Instructions for the task: Only the lines from the one containing "[ ] locate the airplane wing" through the end of the listing below belong in your answer; retype them exactly.

Available records:
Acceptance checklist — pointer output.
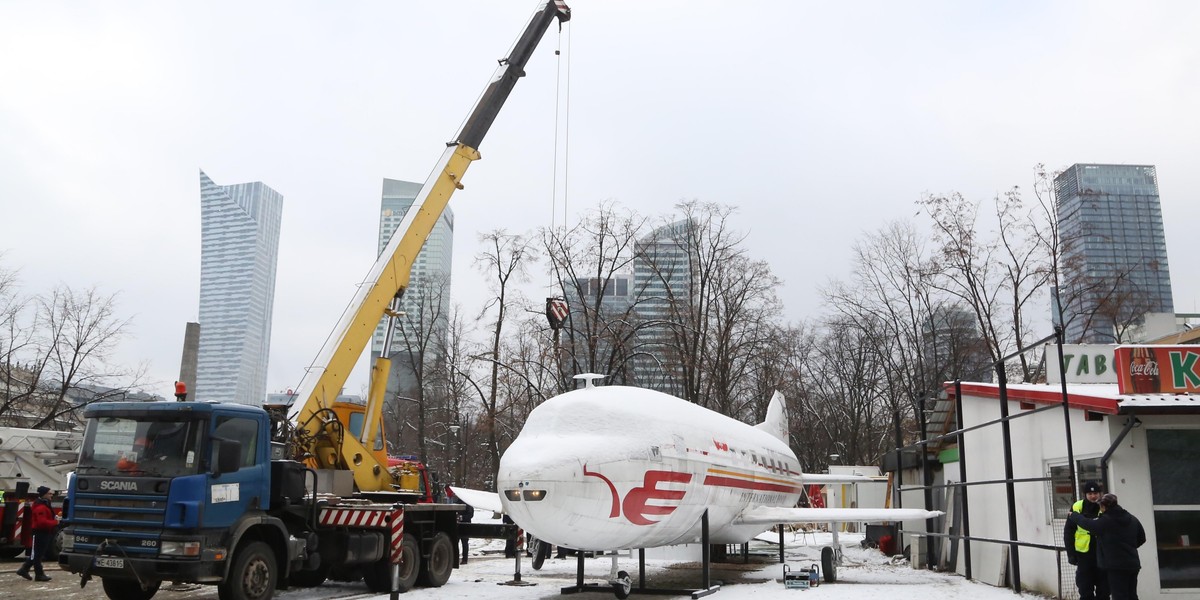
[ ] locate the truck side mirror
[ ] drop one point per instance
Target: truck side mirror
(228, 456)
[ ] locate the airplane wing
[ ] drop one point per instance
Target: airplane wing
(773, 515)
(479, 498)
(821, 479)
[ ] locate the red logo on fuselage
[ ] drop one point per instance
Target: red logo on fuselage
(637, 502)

Answer to the exercise:
[ ] locate the airplane wing
[ ] drop one point per instance
Target: airplane wing
(773, 515)
(479, 498)
(821, 479)
[ ] locate the red logo on fuselage
[ ] drop one point per instance
Target: red logo on fuselage
(637, 502)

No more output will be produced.